▶ [ABOUT THIS TASK]:
All of the data needs to be repeated exactly.

Stored items:
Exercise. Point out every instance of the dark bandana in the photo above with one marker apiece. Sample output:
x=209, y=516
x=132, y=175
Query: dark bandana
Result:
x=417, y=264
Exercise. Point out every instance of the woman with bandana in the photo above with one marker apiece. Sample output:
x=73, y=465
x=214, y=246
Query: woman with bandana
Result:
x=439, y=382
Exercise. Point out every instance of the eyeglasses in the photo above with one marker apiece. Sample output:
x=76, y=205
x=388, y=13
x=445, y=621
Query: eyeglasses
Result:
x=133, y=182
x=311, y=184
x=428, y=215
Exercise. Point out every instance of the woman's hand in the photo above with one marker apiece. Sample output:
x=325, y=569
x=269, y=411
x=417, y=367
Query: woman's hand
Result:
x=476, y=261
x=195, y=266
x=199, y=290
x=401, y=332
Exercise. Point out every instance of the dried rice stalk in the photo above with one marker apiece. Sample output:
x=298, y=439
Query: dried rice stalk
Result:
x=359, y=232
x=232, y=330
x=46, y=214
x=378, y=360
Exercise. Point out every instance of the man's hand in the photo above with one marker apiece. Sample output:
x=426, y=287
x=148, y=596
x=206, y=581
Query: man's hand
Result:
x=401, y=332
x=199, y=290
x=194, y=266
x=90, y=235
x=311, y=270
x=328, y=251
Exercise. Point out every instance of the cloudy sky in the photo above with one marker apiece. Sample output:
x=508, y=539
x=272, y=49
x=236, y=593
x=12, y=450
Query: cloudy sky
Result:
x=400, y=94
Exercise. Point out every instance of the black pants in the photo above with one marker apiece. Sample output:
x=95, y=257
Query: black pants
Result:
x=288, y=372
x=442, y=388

▶ [RESPONSE BELOW]:
Exercise. Point out every instance of the dark bandana in the photo above with one marker apiece. Sample output:
x=209, y=516
x=132, y=175
Query: dark bandana
Result:
x=417, y=264
Exercise. Point out every instance of the woman with bandana in the photo above with one marker apiece. Sample output:
x=73, y=465
x=214, y=246
Query: woman with bandana
Result:
x=439, y=382
Exercise. Point out every instance of the eyeglasses in the photo above with one marker apiece. Sample output:
x=76, y=205
x=388, y=13
x=445, y=621
Query: eyeglasses
Result:
x=133, y=182
x=311, y=184
x=428, y=215
Exercise. Point out every instance of the woman's hand in the photo above with one marker apiece. Sample output:
x=325, y=569
x=269, y=411
x=417, y=367
Query: woman's hand
Result:
x=476, y=261
x=195, y=266
x=199, y=290
x=401, y=332
Exercise. Point out every instance of the dried rice stalk in the photo above with one marker apiece. Sample output:
x=298, y=439
Query: dried rice stalk
Result:
x=359, y=232
x=232, y=330
x=46, y=214
x=378, y=360
Exercise. Point out every instance of the man's hand in the photo above with one marker apiece. Sample output:
x=426, y=287
x=148, y=596
x=206, y=581
Query: man's hand
Result:
x=401, y=332
x=199, y=290
x=194, y=266
x=90, y=235
x=311, y=270
x=328, y=251
Exercise. Point out every instance of the cloudy sky in the photo above with one marker apiece. Sample output:
x=508, y=539
x=272, y=49
x=236, y=593
x=12, y=450
Query: cloudy sky
Result:
x=400, y=94
Exercise. Point out every instance of the black pants in the photo above with one marker apiece. Sample output:
x=95, y=257
Query: black pants
Result:
x=288, y=372
x=442, y=388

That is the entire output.